▸ **Work to be completed**
Exact repetition is required: output every record in full.

[Data for this exercise start]

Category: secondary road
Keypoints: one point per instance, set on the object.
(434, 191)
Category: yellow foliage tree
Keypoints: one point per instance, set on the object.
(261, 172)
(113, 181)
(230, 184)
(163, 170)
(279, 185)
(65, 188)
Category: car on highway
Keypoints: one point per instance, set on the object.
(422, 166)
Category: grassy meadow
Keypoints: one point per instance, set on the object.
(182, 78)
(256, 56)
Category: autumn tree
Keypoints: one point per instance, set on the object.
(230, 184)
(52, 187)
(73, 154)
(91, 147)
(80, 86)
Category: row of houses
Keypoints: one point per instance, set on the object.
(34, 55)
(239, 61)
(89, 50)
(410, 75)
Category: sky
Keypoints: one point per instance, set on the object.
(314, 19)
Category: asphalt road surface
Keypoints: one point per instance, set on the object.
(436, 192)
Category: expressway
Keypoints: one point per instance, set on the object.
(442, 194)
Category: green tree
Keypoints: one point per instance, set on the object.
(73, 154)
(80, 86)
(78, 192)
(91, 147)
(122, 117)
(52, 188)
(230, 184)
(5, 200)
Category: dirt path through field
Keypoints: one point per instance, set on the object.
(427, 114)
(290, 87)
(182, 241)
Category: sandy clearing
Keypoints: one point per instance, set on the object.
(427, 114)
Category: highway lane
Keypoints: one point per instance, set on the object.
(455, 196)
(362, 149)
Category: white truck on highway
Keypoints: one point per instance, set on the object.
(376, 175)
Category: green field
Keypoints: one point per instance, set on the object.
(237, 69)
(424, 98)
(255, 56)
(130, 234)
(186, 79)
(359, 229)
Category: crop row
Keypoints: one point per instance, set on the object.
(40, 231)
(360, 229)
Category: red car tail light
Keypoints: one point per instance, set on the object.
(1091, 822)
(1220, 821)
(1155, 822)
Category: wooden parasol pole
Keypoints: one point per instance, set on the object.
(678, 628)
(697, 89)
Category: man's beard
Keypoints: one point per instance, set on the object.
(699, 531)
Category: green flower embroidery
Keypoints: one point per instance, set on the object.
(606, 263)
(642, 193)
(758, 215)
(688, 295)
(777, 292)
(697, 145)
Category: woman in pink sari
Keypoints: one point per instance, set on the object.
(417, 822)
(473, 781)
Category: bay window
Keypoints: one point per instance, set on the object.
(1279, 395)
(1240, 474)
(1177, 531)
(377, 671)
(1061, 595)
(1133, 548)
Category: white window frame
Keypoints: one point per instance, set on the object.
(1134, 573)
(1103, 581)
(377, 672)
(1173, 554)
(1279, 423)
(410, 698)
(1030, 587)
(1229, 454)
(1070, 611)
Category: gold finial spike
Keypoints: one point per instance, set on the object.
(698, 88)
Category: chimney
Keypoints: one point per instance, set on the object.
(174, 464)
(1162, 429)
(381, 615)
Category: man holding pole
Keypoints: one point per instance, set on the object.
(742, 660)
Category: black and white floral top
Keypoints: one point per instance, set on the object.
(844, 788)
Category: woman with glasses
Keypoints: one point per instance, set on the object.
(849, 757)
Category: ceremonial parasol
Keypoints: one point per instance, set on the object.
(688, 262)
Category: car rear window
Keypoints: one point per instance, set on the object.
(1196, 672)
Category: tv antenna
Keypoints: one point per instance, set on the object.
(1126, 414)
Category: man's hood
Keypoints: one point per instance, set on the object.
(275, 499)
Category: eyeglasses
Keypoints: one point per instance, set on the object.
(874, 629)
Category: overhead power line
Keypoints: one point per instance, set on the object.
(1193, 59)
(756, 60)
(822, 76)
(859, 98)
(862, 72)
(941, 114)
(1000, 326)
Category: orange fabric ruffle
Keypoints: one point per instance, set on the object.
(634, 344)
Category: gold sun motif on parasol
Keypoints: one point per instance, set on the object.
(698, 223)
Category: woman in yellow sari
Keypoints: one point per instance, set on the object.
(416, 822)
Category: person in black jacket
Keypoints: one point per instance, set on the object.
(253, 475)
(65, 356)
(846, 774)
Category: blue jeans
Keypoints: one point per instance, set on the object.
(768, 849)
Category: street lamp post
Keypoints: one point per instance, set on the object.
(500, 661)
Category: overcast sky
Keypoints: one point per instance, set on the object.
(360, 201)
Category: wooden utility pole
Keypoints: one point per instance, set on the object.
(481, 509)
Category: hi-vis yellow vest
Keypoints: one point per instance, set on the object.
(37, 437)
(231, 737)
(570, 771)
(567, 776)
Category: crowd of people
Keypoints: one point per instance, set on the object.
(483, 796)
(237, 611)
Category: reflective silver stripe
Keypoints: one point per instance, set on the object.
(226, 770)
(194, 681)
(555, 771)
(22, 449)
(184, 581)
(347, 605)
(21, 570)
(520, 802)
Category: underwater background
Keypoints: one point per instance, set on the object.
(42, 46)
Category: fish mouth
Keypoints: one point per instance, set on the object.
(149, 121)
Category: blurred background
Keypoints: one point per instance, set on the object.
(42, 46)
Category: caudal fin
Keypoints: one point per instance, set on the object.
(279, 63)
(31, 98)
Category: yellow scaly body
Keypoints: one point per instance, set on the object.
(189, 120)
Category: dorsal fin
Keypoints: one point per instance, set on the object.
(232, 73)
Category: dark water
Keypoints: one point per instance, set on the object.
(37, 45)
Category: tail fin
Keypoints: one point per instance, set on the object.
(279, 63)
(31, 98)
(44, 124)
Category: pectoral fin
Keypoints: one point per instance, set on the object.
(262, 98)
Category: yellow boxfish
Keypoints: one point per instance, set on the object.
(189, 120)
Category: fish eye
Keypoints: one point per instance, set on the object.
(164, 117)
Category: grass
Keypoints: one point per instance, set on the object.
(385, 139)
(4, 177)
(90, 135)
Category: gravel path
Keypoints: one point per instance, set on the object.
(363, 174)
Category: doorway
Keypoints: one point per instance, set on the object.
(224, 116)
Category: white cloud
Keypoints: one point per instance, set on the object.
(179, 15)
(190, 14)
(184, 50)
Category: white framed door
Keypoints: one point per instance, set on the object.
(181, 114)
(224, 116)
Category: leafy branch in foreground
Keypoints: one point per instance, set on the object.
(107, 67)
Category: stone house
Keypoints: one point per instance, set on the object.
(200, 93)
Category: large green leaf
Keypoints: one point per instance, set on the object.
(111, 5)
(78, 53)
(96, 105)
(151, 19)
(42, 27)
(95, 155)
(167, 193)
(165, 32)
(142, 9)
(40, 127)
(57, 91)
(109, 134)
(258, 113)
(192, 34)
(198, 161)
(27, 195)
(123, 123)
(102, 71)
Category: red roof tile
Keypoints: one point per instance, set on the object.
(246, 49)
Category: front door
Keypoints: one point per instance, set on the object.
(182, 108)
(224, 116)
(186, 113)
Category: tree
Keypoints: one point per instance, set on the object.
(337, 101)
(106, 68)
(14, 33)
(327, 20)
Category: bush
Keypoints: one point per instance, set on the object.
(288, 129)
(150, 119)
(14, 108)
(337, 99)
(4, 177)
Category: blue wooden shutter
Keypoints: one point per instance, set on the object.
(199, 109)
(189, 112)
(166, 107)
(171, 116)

[Data for this exercise end]

▸ **Result of this exercise**
Category: secondary road
Keypoints: one point per instance, set on the object.
(434, 191)
Category: yellow foliage tree
Keypoints: one point per instance, set on the object.
(261, 172)
(113, 181)
(230, 184)
(163, 170)
(279, 185)
(65, 188)
Category: car on highway
Keypoints: one point per instance, set on the object.
(422, 166)
Category: grassy meadow
Keypoints: one point per instance, set on the object.
(182, 78)
(256, 56)
Category: autumn tree
Keypoints: one point per instance, set on the object.
(230, 184)
(52, 187)
(73, 154)
(91, 147)
(80, 86)
Category: row of houses
Keypoints: one point per instance, set on the object.
(34, 55)
(239, 61)
(89, 50)
(410, 75)
Category: sky
Keypoints: one point per instance, set on the object.
(314, 19)
Category: asphalt road surface
Keypoints: one point per instance, set on the object.
(436, 192)
Category: expressway
Keypoints: one point per instance, set on the object.
(442, 194)
Category: green tree
Keypoints: one point per instance, set on the object.
(73, 154)
(80, 86)
(78, 192)
(91, 147)
(122, 117)
(52, 188)
(230, 184)
(5, 200)
Category: dirt path through field
Keypoints: one point per instance, set on the object.
(427, 114)
(290, 87)
(182, 241)
Category: sandy clearing
Keypoints: one point per instance, set on the object.
(427, 114)
Category: highway lane
Keypoints: one point per instance, set on the object.
(455, 196)
(362, 149)
Category: white truck on highway
Keypoints: one point per instance, set on the object.
(376, 175)
Category: green field
Keypoints: one point per instance, set on the object.
(237, 69)
(424, 98)
(255, 56)
(130, 234)
(186, 79)
(359, 229)
Category: crop row
Keypoints: one point per instance, set on the object.
(40, 231)
(360, 229)
Category: red car tail light
Keypoints: one point per instance, set on the object.
(1091, 822)
(1220, 821)
(1155, 822)
Category: wooden parasol pole
Keypoints: one point per instance, set on the object.
(678, 628)
(697, 89)
Category: man's beard
Keypoints: one point per instance, set on the object.
(699, 531)
Category: green flower embroidery
Keypoints: one point per instance, set on the object.
(606, 263)
(642, 193)
(758, 215)
(688, 295)
(777, 292)
(697, 145)
Category: woman in pink sari
Keypoints: one point per instance, set on the object.
(417, 822)
(473, 781)
Category: bay window
Keypoints: one point per instance, set on the object.
(1279, 395)
(1240, 474)
(1177, 531)
(377, 671)
(1061, 595)
(1133, 548)
Category: white window frame
Keypoints: one point per instance, set on the object.
(1134, 573)
(1103, 581)
(377, 672)
(1173, 554)
(1279, 423)
(410, 698)
(1030, 587)
(1229, 454)
(1070, 611)
Category: gold finial spike
Keypoints: one point per instance, set on the object.
(698, 88)
Category: chimney
Keypoints: one point per instance, set on the object.
(174, 464)
(1162, 429)
(381, 615)
Category: man holding pole
Keypoints: one point per instance, set on the object.
(742, 660)
Category: black and white floral top
Keypoints: one point per instance, set on the object.
(844, 788)
Category: woman with glasses
Keypoints: one point per instance, set on the object.
(849, 757)
Category: ceremonial parasol
Keypoints: one point per instance, set on the object.
(688, 262)
Category: car rear window
Keypoints: one point per instance, set on the object.
(1196, 672)
Category: tv antenna
Keypoints: one point per instance, set on the object.
(1126, 414)
Category: man's hood
Keypoints: one point per instance, set on the object.
(275, 499)
Category: eyeglasses
Keypoints: one point per instance, set on the object.
(874, 629)
Category: overhead power line
Keypoints: one point per instance, set on the object.
(1193, 59)
(756, 60)
(822, 76)
(859, 98)
(862, 72)
(941, 114)
(1000, 326)
Category: orange fabric ruffle
Keypoints: one point per instance, set on the object.
(634, 344)
Category: gold sun motif on parasol
Keypoints: one point per instance, set on the object.
(698, 223)
Category: woman in yellow sari
Keypoints: one point per instance, set on the object.
(416, 822)
Category: person in black jacket
Keypoints: one point per instance, set on the object.
(253, 475)
(65, 356)
(846, 774)
Category: blue jeans
Keypoints: one point per instance, set on the object.
(768, 849)
Category: street lamp post
Keypoints: one point per instance, set on the object.
(500, 661)
Category: overcast sky
Keypoints: one point per instance, set on the object.
(360, 201)
Category: wooden utility pole
Keypoints: one point per instance, set on the object.
(481, 509)
Category: hi-vis yellow vest
Keypoints: one point per instance, set on the object.
(37, 437)
(231, 737)
(570, 771)
(567, 776)
Category: crowd of people
Keypoints: one point per instance, set on the object.
(483, 796)
(237, 611)
Category: reflective silver stripe
Keypoints: one point per instance, set on the object.
(226, 770)
(194, 681)
(555, 771)
(22, 449)
(184, 581)
(347, 605)
(21, 570)
(520, 802)
Category: underwater background
Keypoints: one point per instance, set on the object.
(42, 46)
Category: fish mouth
Keypoints: one point per instance, set on the object.
(149, 121)
Category: blurred background
Keypoints: one point per instance, set on the object.
(42, 46)
Category: caudal fin
Keypoints: one point per instance, set on the object.
(279, 63)
(31, 98)
Category: yellow scaly body
Keypoints: one point per instance, set on the object.
(189, 120)
Category: dorsal fin
Keypoints: one point per instance, set on the object.
(232, 73)
Category: dark water
Keypoints: one point per instance, set on the object.
(37, 45)
Category: tail fin
Keypoints: one point per instance, set on the object.
(279, 63)
(31, 98)
(44, 124)
Category: pectoral fin
Keypoints: one point per instance, set on the object.
(262, 98)
Category: yellow boxfish
Keypoints: one point per instance, set on the object.
(189, 120)
Category: fish eye
Keypoints: one point per instance, set on the object.
(164, 117)
Category: grass
Keypoints: one point per instance, set on the object.
(385, 139)
(4, 177)
(90, 135)
Category: gravel path
Keypoints: one point per instance, set on the object.
(363, 174)
Category: doorway
Keypoints: one point per instance, set on the object.
(224, 116)
Category: white cloud
Keypoints: one point per instance, set on the object.
(179, 15)
(190, 14)
(184, 50)
Category: white framed door
Keypoints: one point per instance, set on the object.
(181, 114)
(224, 116)
Category: leafy branch in foreground
Keypoints: one point per instance, set on the object.
(107, 67)
Category: stone house
Keypoints: one point per instance, set on the object.
(200, 93)
Category: large green leaf
Keypoints: one point per instance, set on the object.
(111, 5)
(78, 53)
(96, 105)
(151, 19)
(42, 27)
(95, 155)
(167, 193)
(165, 32)
(142, 9)
(40, 127)
(57, 91)
(109, 134)
(258, 113)
(192, 34)
(198, 161)
(27, 195)
(123, 123)
(102, 71)
Category: red roof tile
Keypoints: one point per instance, set on the object.
(246, 49)
Category: front door
Keypoints: one point per instance, set on the object.
(182, 108)
(224, 116)
(186, 113)
Category: tree
Keypoints: one point per instance, set on the object.
(337, 101)
(106, 68)
(14, 33)
(327, 20)
Category: bush
Keypoints: one point per instance, set on the object.
(288, 129)
(150, 119)
(14, 108)
(337, 99)
(4, 177)
Category: blue wooden shutter
Keypoints: one point per instance, set on the object.
(199, 109)
(189, 112)
(166, 107)
(171, 116)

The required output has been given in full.